[Saved entries]

····················

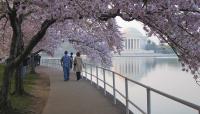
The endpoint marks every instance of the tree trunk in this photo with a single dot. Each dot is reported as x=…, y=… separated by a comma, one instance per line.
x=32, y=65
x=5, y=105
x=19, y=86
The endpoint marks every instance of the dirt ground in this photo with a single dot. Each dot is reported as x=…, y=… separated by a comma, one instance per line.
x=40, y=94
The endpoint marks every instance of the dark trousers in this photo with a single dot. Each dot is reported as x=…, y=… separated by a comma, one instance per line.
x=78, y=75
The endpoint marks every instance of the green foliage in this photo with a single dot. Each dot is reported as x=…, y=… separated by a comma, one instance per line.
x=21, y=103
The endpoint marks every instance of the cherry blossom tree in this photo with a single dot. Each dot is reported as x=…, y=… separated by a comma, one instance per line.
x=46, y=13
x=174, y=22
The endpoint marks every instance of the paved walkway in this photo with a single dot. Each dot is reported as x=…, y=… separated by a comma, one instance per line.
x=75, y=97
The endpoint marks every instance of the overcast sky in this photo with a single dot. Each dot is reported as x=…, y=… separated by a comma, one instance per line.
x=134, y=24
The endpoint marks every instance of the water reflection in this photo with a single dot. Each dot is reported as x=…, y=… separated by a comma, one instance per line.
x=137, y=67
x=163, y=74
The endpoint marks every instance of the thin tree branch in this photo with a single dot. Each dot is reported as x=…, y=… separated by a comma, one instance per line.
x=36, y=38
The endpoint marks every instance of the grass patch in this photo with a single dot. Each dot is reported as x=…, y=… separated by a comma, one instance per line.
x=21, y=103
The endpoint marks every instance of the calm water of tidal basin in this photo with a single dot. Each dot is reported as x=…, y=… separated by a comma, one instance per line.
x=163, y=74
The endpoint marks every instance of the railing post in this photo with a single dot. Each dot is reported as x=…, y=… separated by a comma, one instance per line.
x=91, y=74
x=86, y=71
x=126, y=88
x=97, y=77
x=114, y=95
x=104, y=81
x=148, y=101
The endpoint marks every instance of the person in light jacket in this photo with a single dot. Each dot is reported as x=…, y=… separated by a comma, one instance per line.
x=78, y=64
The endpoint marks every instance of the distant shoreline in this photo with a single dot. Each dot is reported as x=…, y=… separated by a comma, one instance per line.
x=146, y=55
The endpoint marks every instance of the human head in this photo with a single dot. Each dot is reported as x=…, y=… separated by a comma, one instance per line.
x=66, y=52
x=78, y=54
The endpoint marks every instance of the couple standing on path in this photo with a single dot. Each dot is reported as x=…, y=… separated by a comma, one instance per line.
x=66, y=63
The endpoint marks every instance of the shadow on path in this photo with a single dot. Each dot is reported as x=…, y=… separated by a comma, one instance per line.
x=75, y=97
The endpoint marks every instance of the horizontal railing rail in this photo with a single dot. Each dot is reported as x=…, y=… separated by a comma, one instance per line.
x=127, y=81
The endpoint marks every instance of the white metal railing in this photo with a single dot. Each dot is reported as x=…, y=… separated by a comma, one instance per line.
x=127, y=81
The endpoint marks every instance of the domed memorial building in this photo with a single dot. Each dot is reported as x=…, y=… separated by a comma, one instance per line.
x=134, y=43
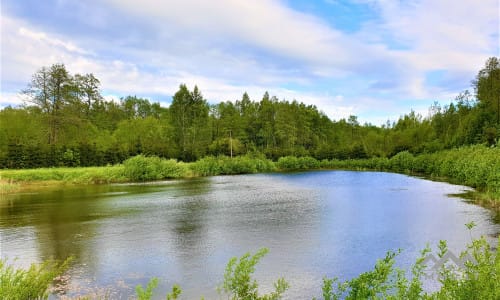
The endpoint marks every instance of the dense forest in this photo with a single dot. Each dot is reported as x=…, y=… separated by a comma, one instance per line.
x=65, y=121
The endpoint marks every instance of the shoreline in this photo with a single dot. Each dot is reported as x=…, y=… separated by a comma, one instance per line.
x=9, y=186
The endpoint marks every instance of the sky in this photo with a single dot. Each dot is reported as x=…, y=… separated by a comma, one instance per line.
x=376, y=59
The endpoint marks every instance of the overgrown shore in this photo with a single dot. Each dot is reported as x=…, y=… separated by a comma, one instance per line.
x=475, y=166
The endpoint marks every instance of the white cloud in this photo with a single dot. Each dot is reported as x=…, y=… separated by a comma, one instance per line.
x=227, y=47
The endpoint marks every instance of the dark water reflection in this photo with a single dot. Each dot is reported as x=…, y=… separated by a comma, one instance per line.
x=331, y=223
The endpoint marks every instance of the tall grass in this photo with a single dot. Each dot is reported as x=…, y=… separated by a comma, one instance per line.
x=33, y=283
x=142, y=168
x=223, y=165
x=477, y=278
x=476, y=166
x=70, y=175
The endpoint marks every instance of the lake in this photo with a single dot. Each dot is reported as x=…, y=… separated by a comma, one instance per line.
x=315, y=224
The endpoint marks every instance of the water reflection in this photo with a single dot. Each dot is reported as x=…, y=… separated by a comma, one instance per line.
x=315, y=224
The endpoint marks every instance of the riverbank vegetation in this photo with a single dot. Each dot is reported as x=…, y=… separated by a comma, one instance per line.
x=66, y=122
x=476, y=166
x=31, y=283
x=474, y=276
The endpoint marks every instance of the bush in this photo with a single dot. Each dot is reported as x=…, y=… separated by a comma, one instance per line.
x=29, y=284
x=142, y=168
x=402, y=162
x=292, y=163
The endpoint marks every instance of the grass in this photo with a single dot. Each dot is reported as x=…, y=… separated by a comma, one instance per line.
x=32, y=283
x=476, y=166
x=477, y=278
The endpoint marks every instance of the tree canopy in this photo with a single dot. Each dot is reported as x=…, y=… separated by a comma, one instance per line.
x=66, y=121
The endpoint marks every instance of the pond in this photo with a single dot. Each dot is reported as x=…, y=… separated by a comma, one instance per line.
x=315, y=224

····················

● **PROBLEM**
Print all the lines above again exactly, without any pictures.

● **RESPONSE TO THE TASK**
The endpoint marks every instance of the tree trunk in this photo with a single dot. Each dot is reported as x=…, y=… separated by a comma, one instance per line.
x=32, y=65
x=5, y=105
x=19, y=86
The endpoint marks every instance of the dirt ground in this photo with a single dot. Each dot is reported as x=…, y=… separated by a comma, one instance per line.
x=40, y=94
The endpoint marks every instance of the dark trousers in this photo with a single dot. Each dot is reported as x=…, y=… separated by a comma, one instance per line.
x=78, y=75
The endpoint marks every instance of the green foliage in this photo with a single dot. Each dot is reported as x=…, y=… separated by a comma, one instance per line.
x=21, y=103
The endpoint marks every instance of the cherry blossom tree in this photo with a single dot. Each dot is reported as x=…, y=… separated by a comma, one instance per line.
x=46, y=13
x=174, y=22
The endpoint marks every instance of the paved walkway in this photo with a single dot. Each dot is reported as x=…, y=… separated by a comma, one instance per line.
x=75, y=97
The endpoint marks every instance of the overcast sky in this photo with a single dot. Each dot is reported as x=…, y=… separated by a comma, one instance per line.
x=134, y=24
The endpoint marks every instance of the water reflection in this photo with a single dot. Each dot is reported as x=…, y=… separated by a comma, one instance per line.
x=137, y=67
x=163, y=74
The endpoint marks every instance of the thin tree branch in this photo with a single dot. Each dot is reported as x=…, y=… separated by a comma, one instance per line.
x=36, y=38
The endpoint marks every instance of the grass patch in this photo with a single dot. Each dot is reported as x=…, y=… separated by a comma, one instance per line.
x=21, y=103
The endpoint marks every instance of the calm water of tidal basin in this photo with a single dot. Each dot is reported as x=…, y=… separated by a comma, one instance per line.
x=163, y=74
The endpoint marks every instance of the railing post in this photo with a single dot. Each dot is reported as x=…, y=… separated by a comma, one instance per line.
x=91, y=74
x=86, y=71
x=126, y=88
x=97, y=77
x=114, y=95
x=104, y=81
x=148, y=101
The endpoint marks every instance of the person in light jacket in this photo with a single dot. Each dot is reported as x=…, y=… separated by a comma, one instance per line.
x=78, y=64
The endpoint marks every instance of the distant shoreline in this photo with a single dot. Each dot is reported as x=…, y=… separated by a comma, one instance per line.
x=146, y=55
The endpoint marks every instance of the human head in this photo with a single dot. Each dot is reported as x=…, y=… separated by a comma, one instance per line.
x=66, y=52
x=78, y=54
The endpoint marks every instance of the couple standing on path in this photo with a single dot. Each dot is reported as x=…, y=… separated by a comma, one instance per line.
x=66, y=63
The endpoint marks every instance of the shadow on path in this photo with a single dot. Each dot is reported as x=…, y=… separated by a comma, one instance per line.
x=75, y=97
The endpoint marks every instance of the horizontal railing rail in this photo with a single dot. Each dot is reported as x=…, y=… separated by a comma, one instance per line.
x=127, y=81
The endpoint marks every instance of the white metal railing in this photo with a single dot. Each dot is reported as x=…, y=… separated by a comma, one instance per line.
x=127, y=81
The endpoint marks every instance of the domed memorial building in this photo with a single dot. Each dot is reported as x=…, y=… separated by a comma, one instance per line.
x=134, y=43
The endpoint marks every instance of the dense forest in this photo with a single dot. Each dot is reported as x=…, y=… separated by a comma, one instance per line.
x=65, y=121
The endpoint marks every instance of the shoreline in this photo with a single dot. Each dot is reported as x=…, y=… separated by a comma, one instance per line.
x=9, y=186
The endpoint marks every instance of the sky in this photo with a single dot. Each dot is reported as x=…, y=… separated by a comma, one instance per line.
x=376, y=59
The endpoint marks every instance of the overgrown shore in this photo with a single dot. Each dot is reported as x=…, y=… separated by a comma, one instance per line.
x=475, y=166
The endpoint marks every instance of the white cloud in this photo with a single dot. Each dot is reported as x=…, y=… separated by a comma, one instance per line.
x=227, y=47
The endpoint marks every instance of the dark water reflection in this photo with a single dot. Each dot is reported as x=…, y=… separated by a comma, one instance per line.
x=331, y=223
The endpoint marks every instance of the tall grass in this photo with a single dot. Each dot is reported as x=…, y=… separated by a comma, one instance per line.
x=33, y=283
x=142, y=168
x=223, y=165
x=477, y=278
x=476, y=166
x=70, y=175
The endpoint marks every instance of the lake in this photo with a single dot. Each dot is reported as x=…, y=… separated by a comma, one instance per line.
x=315, y=224
The endpoint marks every instance of the water reflection in this photo with a single dot. Each dot is reported as x=…, y=… separated by a comma, one instance per line.
x=315, y=224
The endpoint marks every instance of the riverbank vegetation in this photo with a single dot. Each dot is reported as x=…, y=… separated by a comma, one instance per line.
x=66, y=122
x=476, y=166
x=31, y=283
x=474, y=276
The endpoint marks every instance of the bush in this photo with a single dot. Each dot is reported as x=…, y=… separated by a comma, one instance per line.
x=29, y=284
x=142, y=168
x=402, y=162
x=292, y=163
The endpoint marks every instance of the grass in this photo with a single dot. Each dot is reported as x=…, y=… separated by a comma, one instance per line.
x=32, y=283
x=476, y=166
x=477, y=278
The endpoint marks every instance of the tree canopy in this photo with a single dot. Each dot is reported as x=…, y=… separated by a comma, one instance per line.
x=66, y=121
The endpoint marks every instance of the pond in this photo with a single dot. Each dot is reported as x=…, y=… separated by a comma, one instance per line.
x=315, y=224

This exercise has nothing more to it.